━━━━━ PROVIDED PASSAGE ━━━━━

In a state that’s weathered onslaughts of marsh-choking water hyacinth, cane-draining scale insects, citrus-stunting bacteria, and ankle-chomping fire ants, among many other unwelcome arrivals, it’s natural to wonder if the limpkin, endearing as it is, presents a problem. The answer is: not yet, but perhaps someday, and it’ll be Louisiana’s mussels that are most likely to lose out.
Photo by Marybeth Lima
A limpkin in Louisiana.
At the moment, apple snails exist in large enough numbers here that limpkins won’t eradicate them soon, but should they pack away enough escargot that the supply can’t meet their appetites, they’ll be likely to turn to mussels to make up the shortfall. Louisiana’s native mussels are, broadly speaking, not prepared to outbreed a new predator, given that many species are already teetering in the wake of changes to their habitats and competition from invasive species.
Even at the risk of Louisiana’s wetlands swallowing the spider to catch the metaphorical fly, the limpkins’ help limiting the apple snail numbers would be welcome.

━━━━━ MATERIAL SUPPLIED ━━━━━

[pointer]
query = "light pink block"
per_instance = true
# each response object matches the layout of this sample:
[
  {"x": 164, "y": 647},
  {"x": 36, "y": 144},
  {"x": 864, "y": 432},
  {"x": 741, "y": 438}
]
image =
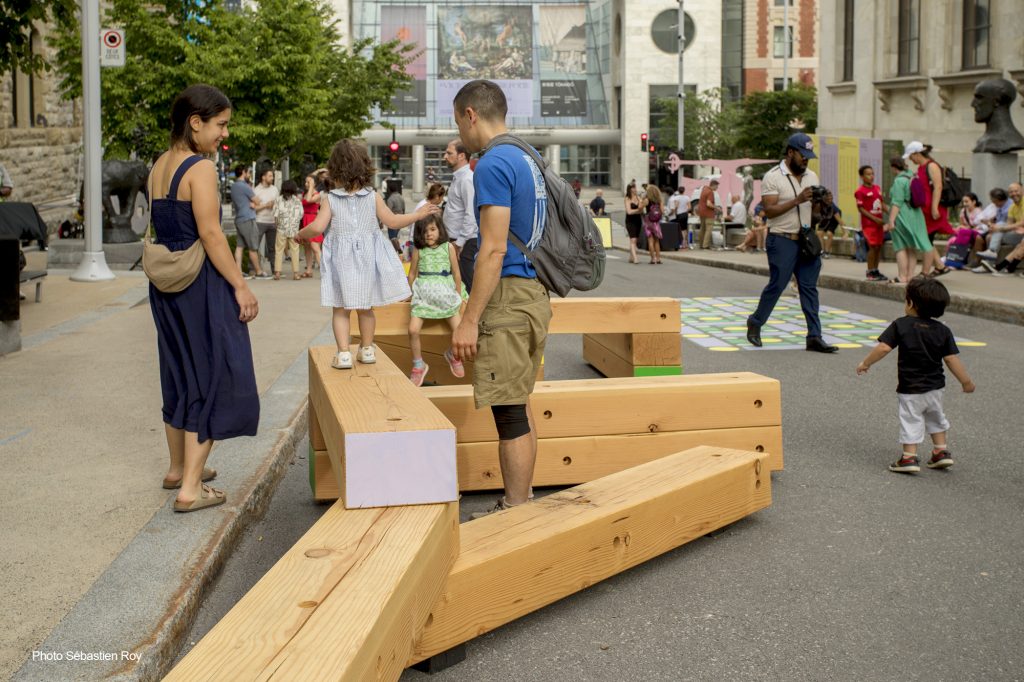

━━━━━

QUESTIONS -
**a.** According to the passage on limpkins in Louisiana, why are the state's native mussels poorly placed to outbreed a new predator?
**b.** Reproduce part of the passage on limpkins in Louisiana word for word. Begin at the words "At the moment, apple" and stop after "would be welcome.".
The records are unrelated to the text and stand as their own material.

SET OF ANSWERS -
**a.** Many of Louisiana's native mussel species are already teetering because of changes to their habitats and competition from invasive species. This leaves them unprepared to outbreed a new predator such as the limpkin.

**b.**
At the moment, apple snails exist in large enough numbers here that limpkins won’t eradicate them soon, but should they pack away enough escargot that the supply can’t meet their appetites, they’ll be likely to turn to mussels to make up the shortfall. Louisiana’s native mussels are, broadly speaking, not prepared to outbreed a new predator, given that many species are already teetering in the wake of changes to their habitats and competition from invasive species.
Even at the risk of Louisiana’s wetlands swallowing the spider to catch the metaphorical fly, the limpkins’ help limiting the apple snail numbers would be welcome.